=== Given passage ===

Studio album by Ed Kuepper
- Released: 18 April 2014
- Recorded: December 2013
- Studio: QUT Gasworks Studio
- Genre: Alternative rock
- Length: 49:10
- Label: Prince Melon Records/Valve
- Producer: Ed Kuepper, John Willsteed

Ed Kuepper chronology
| Jean Lee and the Yellow Dog (2007) | The Return of the Mail-Order Bridegroom (2014) |  |

= The Return of the Mail-Order Bridegroom =

The Return of the Mail-Order Bridegroom is a covers album by Australian guitarist and songwriter Ed Kuepper released in 2014. Recorded in three days and featuring Kuepper alone with no overdubbing, it contains reworked acoustic versions of songs by his former bands The Saints and Laughing Clowns, as well as new versions of his solo material and songs popularised by artists including Jimi Hendrix and The Walker Brothers. Apart from "No Regrets," all of the songs were selected from those he had played during a 2013 "Solo and By Request" Australian tour.

===

Short problem A =
Summarize the passage about The Return of the Mail-Order Bridegroom in two sentences.

=== The input ===

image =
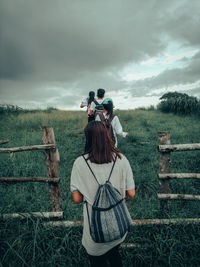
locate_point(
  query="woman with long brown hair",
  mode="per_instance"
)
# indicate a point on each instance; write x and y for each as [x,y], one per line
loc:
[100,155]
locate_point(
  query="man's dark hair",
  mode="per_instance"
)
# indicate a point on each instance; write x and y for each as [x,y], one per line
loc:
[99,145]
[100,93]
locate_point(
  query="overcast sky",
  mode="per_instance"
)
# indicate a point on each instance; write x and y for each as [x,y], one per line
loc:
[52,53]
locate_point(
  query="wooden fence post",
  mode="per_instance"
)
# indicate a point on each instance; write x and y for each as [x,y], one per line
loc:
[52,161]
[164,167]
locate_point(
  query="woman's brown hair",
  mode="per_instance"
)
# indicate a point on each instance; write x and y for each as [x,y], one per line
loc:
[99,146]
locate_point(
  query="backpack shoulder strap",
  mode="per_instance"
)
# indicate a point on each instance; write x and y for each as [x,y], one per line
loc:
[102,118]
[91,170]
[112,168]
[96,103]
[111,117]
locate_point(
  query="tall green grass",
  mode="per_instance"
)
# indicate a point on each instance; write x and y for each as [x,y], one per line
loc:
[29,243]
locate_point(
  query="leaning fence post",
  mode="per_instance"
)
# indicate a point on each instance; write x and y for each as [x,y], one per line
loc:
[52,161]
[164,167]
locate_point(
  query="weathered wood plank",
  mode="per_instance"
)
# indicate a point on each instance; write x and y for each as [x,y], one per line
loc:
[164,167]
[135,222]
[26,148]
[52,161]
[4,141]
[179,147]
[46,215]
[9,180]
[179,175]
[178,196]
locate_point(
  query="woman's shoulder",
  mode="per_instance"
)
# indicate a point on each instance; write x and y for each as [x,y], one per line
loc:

===

Short problem B =
Pick out every line of the entries that contains the string "query". Case counts.

Complete output A =
The Return of the Mail-Order Bridegroom is a 2014 covers album by Australian guitarist and songwriter Ed Kuepper, recorded in three days with Kuepper alone and no overdubbing. It offers reworked acoustic versions of songs by his former bands The Saints and Laughing Clowns, new versions of his solo material, and songs popularized by artists including Jimi Hendrix and The Walker Brothers, with all but "No Regrets" selected from those he played during his 2013 "Solo and By Request" Australian tour.

Complete output B =
  query="woman with long brown hair",
  query="man's dark hair",
  query="overcast sky",
  query="wooden fence post",
  query="woman's brown hair",
  query="backpack shoulder strap",
  query="tall green grass",
  query="leaning fence post",
  query="weathered wood plank",
  query="woman's shoulder",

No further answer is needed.